*Work instructions*. Print the entries underneath word for word, omitting whatever pictures they contain.

Records for the task: Begin

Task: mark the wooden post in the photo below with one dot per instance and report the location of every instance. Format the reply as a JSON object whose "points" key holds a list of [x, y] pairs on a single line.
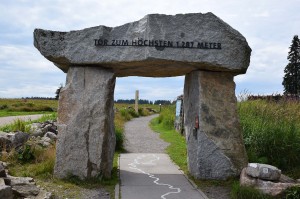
{"points": [[136, 106]]}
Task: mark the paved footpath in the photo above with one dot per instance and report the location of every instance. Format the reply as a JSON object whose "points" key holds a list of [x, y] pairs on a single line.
{"points": [[11, 119], [151, 175]]}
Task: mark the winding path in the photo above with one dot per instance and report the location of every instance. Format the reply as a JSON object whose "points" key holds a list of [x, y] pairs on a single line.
{"points": [[146, 171]]}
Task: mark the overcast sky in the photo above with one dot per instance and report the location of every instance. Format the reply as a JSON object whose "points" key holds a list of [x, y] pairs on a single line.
{"points": [[268, 26]]}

Records for the task: End

*Task response*.
Task: mark the wooden post in the photo below with one dot per instance and report the location of every instance. Format the reply as a JSON object whose "points" key holds a list of [x, y] pairs on a single line.
{"points": [[136, 106]]}
Task: mark the paved footpath in the photo above with one dot per instance and report the location of every instance. Format the reply as a JSON object whose "points" key holds a list of [x, y] pairs on a single line.
{"points": [[11, 119], [151, 175]]}
Task: mark the winding path in the photo above with one dot per instance and report the location of every instance. Format the reply as a JSON object whose "points" key holds a list of [x, y] pairs on a single line.
{"points": [[146, 171]]}
Task: mark the overcast sky in the photo above with one dot per instance and report the location of every instance. Format the reply as a JSON object whose "points" key holds a list of [x, y] pairs on a single line.
{"points": [[268, 26]]}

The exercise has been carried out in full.